** BEGIN Excerpt to read **

Person 1: You know, I also have killed a lion. 

Person 2: How many shots did you need? 

Person 1: I used my hands.


----------



## boltmaster (Aug 16, 2011)

fishin' soldier said:


> person 1: You know, i also have killed a lion.
> 
> Person 2: How many shots did you need?
> 
> Person 1: I used my hands.


the ghost and the darkness

"i only have one rule everyone fights and nobody quits.....or i will shoot you myself"


----------



## spurgersalty (Jun 29, 2010)

boltmaster said:


> the ghost and the darkness
> 
> "i only have one rule everyone fights and nobody quits.....or i will shoot you myself"


Starship Troopers


----------



## GooseCommanderozz (Feb 17, 2012)

Category5 said:


> European or African?


I don't know that! Aghhh!


----------



## Bob Keyes (Mar 16, 2011)

GooseCommanderozz said:


> New quote: "What is the airspeed velocity of an unladen swallow?"


Monte python and the holy grail


----------



## Bob Keyes (Mar 16, 2011)

GooseCommanderozz said:


> Star Wars 4, A New Hope


Nope Maggies drawers


----------



## Bob Keyes (Mar 16, 2011)

Bob Keyes said:


> Nope Maggies drawers


Out of kindness another quote
"......I thought it was a metaphor"


----------



## James Howell (May 21, 2004)

Lonesome Dove.


rio frio said:


> I only want a little


----------



## boltmaster (Aug 16, 2011)

Officer says
"......i wonder if this how custer felt......"

other says

" custer was a wussy...you ain't......"


----------



## DA REEL DADDY (Jun 7, 2005)

boltmaster said:


> officer says
> "......i wonder if this how custer felt......"

** END Excerpt to read **
** BEGIN Task input **

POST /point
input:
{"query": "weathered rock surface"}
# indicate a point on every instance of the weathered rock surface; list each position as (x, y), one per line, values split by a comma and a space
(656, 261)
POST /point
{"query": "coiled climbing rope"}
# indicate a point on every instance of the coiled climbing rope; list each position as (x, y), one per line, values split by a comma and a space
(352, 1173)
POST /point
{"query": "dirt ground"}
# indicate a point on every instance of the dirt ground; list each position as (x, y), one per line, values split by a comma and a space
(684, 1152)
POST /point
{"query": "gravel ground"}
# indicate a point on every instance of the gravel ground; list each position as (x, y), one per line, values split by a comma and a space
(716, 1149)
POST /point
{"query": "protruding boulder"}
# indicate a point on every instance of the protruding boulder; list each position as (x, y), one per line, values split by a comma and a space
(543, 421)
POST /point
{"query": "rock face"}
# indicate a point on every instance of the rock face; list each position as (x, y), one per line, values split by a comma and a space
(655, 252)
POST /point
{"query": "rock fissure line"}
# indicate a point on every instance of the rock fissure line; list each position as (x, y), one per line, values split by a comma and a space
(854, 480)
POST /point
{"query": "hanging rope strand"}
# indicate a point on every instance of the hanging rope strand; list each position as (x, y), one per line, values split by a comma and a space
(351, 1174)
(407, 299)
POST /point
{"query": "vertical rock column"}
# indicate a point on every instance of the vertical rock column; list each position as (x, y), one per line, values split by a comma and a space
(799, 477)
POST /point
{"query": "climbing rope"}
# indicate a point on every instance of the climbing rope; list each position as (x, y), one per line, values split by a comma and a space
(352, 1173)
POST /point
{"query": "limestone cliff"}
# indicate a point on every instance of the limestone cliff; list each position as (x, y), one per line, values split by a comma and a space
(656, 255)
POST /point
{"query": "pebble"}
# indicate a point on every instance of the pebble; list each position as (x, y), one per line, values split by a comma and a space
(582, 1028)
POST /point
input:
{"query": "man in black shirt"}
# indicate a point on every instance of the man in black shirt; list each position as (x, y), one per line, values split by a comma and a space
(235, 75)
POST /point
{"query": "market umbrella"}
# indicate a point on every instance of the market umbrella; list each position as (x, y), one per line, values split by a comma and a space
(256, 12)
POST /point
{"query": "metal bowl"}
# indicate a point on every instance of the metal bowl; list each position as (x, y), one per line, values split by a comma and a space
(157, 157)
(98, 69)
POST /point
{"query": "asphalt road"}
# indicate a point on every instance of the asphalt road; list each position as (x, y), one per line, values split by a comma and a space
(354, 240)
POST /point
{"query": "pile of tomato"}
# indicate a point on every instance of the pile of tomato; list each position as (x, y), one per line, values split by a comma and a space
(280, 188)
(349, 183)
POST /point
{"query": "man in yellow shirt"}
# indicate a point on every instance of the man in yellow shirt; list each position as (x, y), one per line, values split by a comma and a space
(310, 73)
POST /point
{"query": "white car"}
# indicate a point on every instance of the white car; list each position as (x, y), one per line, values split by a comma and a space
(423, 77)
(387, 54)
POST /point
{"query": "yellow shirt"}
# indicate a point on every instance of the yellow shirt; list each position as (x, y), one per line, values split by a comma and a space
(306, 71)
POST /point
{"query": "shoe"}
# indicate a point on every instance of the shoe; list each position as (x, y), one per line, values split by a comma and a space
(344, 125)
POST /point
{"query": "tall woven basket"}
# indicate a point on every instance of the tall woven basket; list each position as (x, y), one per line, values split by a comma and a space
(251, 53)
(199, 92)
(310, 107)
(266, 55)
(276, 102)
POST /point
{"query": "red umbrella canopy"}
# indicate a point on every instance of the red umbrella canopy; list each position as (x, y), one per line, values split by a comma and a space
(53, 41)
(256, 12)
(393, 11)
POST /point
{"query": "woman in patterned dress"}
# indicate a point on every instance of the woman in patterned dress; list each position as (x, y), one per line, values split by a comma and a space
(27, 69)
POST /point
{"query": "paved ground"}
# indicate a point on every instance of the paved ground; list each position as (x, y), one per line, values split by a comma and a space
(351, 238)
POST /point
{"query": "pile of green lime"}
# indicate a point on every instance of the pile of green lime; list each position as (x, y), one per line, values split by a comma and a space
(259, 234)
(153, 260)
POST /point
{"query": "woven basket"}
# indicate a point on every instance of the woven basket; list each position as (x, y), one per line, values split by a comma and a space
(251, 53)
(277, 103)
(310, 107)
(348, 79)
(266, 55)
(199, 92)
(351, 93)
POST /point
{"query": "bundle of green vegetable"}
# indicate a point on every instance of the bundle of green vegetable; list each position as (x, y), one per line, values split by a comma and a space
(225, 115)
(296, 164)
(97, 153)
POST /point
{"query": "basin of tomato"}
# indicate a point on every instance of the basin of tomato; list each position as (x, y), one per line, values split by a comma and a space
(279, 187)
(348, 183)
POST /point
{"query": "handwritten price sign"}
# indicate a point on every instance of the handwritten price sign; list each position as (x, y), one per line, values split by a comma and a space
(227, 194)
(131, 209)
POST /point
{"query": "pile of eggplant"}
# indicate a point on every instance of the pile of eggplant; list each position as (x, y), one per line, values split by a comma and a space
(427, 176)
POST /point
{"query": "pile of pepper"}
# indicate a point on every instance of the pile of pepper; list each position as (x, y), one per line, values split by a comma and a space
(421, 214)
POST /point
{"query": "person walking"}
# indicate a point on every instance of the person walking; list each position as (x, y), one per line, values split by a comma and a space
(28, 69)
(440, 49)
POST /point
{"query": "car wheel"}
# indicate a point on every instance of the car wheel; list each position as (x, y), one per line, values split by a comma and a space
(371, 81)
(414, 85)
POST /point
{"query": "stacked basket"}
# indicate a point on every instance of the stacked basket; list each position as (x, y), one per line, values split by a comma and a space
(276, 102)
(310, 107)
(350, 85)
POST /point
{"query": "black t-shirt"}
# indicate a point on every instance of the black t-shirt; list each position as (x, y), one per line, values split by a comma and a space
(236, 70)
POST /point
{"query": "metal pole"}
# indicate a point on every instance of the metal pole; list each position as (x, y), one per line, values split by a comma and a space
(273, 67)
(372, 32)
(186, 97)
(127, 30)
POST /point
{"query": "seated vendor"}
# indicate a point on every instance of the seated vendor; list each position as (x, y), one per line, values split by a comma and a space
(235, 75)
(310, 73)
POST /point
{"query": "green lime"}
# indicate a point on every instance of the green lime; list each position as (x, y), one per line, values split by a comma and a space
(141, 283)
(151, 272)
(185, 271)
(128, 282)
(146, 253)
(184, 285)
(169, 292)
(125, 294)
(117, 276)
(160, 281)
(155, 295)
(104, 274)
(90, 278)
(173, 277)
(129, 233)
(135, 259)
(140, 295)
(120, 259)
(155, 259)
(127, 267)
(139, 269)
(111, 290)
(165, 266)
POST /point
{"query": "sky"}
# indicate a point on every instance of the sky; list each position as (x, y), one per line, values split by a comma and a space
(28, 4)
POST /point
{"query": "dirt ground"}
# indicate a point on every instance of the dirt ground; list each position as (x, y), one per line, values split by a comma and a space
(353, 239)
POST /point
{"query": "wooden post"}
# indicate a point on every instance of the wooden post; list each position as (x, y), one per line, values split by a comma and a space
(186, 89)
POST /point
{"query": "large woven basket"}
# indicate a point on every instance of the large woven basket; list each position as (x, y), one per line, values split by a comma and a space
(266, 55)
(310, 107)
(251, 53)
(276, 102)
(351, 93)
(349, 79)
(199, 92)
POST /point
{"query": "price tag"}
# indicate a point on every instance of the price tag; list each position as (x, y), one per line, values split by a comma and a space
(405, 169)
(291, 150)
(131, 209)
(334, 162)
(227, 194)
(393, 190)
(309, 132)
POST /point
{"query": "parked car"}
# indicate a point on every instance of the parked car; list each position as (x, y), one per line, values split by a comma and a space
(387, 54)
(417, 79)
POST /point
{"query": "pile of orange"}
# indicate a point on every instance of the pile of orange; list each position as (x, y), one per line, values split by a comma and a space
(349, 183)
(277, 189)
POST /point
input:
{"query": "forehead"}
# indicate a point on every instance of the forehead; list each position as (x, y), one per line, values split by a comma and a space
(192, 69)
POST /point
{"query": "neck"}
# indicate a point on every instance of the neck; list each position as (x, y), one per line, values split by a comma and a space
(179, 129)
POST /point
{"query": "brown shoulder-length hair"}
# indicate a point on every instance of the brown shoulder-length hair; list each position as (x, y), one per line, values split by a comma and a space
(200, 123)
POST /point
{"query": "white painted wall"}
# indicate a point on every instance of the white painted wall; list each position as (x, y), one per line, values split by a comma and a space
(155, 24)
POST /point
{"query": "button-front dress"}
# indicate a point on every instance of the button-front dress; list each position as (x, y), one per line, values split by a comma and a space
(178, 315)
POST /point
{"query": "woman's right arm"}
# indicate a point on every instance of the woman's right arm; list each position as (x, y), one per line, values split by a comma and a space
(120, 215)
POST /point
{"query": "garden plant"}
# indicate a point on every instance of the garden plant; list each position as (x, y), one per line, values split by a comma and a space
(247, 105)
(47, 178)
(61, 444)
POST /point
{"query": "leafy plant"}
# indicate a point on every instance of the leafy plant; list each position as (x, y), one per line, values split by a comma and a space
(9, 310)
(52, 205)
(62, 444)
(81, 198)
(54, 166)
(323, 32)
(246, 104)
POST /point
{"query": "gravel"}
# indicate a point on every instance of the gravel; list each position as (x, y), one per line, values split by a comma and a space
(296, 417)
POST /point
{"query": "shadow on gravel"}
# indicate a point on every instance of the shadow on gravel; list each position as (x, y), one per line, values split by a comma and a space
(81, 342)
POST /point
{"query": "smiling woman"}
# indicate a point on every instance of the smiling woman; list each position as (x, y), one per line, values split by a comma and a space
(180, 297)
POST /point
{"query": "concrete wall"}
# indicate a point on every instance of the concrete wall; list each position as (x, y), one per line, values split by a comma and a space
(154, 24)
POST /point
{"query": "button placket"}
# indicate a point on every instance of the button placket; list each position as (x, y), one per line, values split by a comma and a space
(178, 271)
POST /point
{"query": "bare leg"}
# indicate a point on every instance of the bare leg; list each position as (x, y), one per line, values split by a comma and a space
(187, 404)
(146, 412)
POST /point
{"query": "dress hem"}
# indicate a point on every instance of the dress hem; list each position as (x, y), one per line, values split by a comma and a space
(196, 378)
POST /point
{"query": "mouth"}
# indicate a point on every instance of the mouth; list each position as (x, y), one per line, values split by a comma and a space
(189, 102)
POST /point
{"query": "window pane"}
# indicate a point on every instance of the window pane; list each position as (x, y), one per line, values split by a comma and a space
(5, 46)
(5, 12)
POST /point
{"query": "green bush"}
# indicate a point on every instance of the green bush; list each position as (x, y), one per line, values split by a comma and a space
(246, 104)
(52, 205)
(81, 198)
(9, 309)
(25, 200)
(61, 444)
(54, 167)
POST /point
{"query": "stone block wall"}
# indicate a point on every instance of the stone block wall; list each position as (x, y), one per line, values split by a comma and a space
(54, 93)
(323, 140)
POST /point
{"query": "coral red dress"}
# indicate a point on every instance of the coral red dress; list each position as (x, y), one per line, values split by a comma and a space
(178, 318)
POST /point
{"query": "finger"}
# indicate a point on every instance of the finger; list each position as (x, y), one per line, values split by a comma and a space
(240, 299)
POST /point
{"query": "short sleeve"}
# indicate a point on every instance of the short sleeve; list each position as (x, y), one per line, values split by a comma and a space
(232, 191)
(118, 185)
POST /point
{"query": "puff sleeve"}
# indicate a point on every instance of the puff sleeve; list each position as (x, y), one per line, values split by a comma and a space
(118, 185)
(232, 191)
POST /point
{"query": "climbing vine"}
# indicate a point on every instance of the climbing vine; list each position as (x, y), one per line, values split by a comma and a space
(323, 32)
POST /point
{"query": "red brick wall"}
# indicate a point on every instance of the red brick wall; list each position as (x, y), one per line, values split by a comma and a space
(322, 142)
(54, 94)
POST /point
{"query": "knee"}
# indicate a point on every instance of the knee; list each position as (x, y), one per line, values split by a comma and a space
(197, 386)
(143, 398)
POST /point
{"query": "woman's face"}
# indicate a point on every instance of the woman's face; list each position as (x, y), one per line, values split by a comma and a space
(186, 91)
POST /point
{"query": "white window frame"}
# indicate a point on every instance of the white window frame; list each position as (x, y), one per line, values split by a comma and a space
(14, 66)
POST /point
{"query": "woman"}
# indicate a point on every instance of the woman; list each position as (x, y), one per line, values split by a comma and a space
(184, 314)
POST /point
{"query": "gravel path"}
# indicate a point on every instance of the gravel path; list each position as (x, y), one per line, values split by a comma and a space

** END Task input **

▶ _Job 1_:
For each statement below, say yes or no according to the movie-quote thread, and quote the exact words that decide it: (a) boltmaster names the film "the ghost and the darkness"; (b) Bob Keyes attributes the unladen swallow line to Star Wars; (c) spurgersalty replies with Starship Troopers.
▶ _Job 2_:
List every line of the listing that contains the string "brick", treating case as significant.

▶ _Full response 1_:
(a) Yes: "the ghost and the darkness"
(b) No: "Monte python and the holy grail"
(c) Yes: "Starship Troopers"

▶ _Full response 2_:
{"query": "red brick wall"}
# indicate a point on every instance of the red brick wall; list each position as (x, y), one per line, values split by a comma and a space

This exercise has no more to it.